## WHAT THE EXERCISE ASKS:
Write the whole listing out again, word for word.

## DATA TO USE:
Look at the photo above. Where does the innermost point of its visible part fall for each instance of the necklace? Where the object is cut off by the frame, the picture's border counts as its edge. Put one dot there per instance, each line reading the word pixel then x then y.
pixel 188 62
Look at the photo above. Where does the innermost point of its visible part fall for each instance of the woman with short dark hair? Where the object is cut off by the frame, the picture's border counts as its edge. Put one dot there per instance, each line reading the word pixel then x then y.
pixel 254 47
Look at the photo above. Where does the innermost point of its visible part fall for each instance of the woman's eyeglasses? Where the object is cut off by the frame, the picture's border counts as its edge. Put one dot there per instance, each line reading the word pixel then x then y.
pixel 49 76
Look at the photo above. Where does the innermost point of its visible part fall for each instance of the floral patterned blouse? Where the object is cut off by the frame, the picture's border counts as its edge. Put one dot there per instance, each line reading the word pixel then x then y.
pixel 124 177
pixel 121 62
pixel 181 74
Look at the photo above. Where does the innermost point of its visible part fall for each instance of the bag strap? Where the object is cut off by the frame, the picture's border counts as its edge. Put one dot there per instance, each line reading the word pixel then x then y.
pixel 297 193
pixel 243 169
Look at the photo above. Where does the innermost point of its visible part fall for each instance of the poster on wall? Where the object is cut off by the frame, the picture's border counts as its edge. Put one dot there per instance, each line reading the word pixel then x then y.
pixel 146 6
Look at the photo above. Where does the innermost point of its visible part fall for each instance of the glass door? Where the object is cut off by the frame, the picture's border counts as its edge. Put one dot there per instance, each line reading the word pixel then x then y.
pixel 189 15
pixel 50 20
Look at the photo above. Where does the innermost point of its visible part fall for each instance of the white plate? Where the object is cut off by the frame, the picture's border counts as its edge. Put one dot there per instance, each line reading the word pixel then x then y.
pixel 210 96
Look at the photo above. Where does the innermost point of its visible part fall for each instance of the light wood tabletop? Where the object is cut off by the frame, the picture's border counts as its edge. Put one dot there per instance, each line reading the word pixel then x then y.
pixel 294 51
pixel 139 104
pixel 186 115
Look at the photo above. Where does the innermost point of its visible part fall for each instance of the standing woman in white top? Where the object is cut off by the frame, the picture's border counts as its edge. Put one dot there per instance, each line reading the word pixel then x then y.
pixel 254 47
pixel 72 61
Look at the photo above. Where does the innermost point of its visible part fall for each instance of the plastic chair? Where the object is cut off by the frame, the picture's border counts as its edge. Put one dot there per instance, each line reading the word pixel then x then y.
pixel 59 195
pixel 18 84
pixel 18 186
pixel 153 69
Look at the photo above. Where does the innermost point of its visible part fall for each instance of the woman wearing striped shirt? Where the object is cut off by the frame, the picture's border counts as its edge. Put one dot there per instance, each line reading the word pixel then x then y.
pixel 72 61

## RESULT:
Look at the photo above. Where does the innermost point of its visible part fall for each instance of the necklace? Where the object is cut off by the frame, the picture's border counts as its edge. Put one dot there per instance, each line reading the word pixel then x then y.
pixel 188 62
Look at the photo above. Where does the innermost point of its visible part fall for each instance of the woman with short dark hair? Where the object is cut off by the frame, the picture's border counts as its edge. Put one dot there per instance, each line reading the word pixel then x then y.
pixel 254 47
Look at the photo above. Where does the innermost point of its visible part fall for each instance of the woman's eyeglasses? Where the object is cut off by the frame, the picture's border counts as its edge. Put one dot there per instance, each line reading the word pixel then x then y.
pixel 49 76
Look at the photo above. Where does the innermost point of its visible part fall for each instance of the floral patterned blouse? Where the object is cut off by the frame, the picture's border counts as its edge. Put one dot there per instance, each line reading the word pixel then x then y.
pixel 124 177
pixel 121 62
pixel 181 74
Look at the photo above. Where does the innermost point of its visible part fall for each instance of the bag strap? Where the object is cut off by the frame, the picture's border counts as its edge. Put one dot there per instance, each line reading the word pixel then x then y.
pixel 297 193
pixel 243 169
Look at the photo above. Where does the innermost point of its visible part fall for each instance of the poster on wall? Where the object is cut off by the frame, the picture's border counts as its edge. Put one dot there per instance, each line reading the word pixel then x then y.
pixel 146 6
Look at the photo above. Where does the innermost point of its visible part fall for each instance of the glass door? Where the object is cut off by the frame, the picture's border counts as its edge. Put one dot there per instance, each line reading the word pixel then x then y.
pixel 189 15
pixel 50 20
Look at the photo above. Where does the innermost point of its visible part fall for each instance of the white plate? Where the object is cut off by the frame, the picture's border counts as its edge. Put one dot there per instance, each line reading the word pixel then x then y.
pixel 210 96
Look at the photo above. Where does the innermost point of its visible part fall for each instance of the light wood tabletop? Where the object is cut off by the frame, the picture's border counts as its edge. Put one dot there per instance, each line reading the word pixel then x then y.
pixel 294 51
pixel 139 104
pixel 186 115
Look at the photo above. Where does the innermost point of its visible part fall for each instance of the standing woman in white top? Where the object is cut off by the frame, the picture's border counts as its edge. Put one dot there per instance, each line reading the word pixel then x then y.
pixel 254 47
pixel 72 61
Look at the photo above. Where does the innermost point of its visible part fall for each instance of the plastic chair? Where the object is cut off by the frame, the picture's border counts as its edge. Put one dot there per instance, each line reading the word pixel then x then y.
pixel 59 195
pixel 18 84
pixel 18 186
pixel 153 69
Look at the photo above. Where does the innermost point of its visible part fall for each instance of the woman wearing striped shirt? Where the object is cut off by the frame, the picture's border counts as its edge. Put one dot there per instance, each line reading the word pixel then x then y.
pixel 72 61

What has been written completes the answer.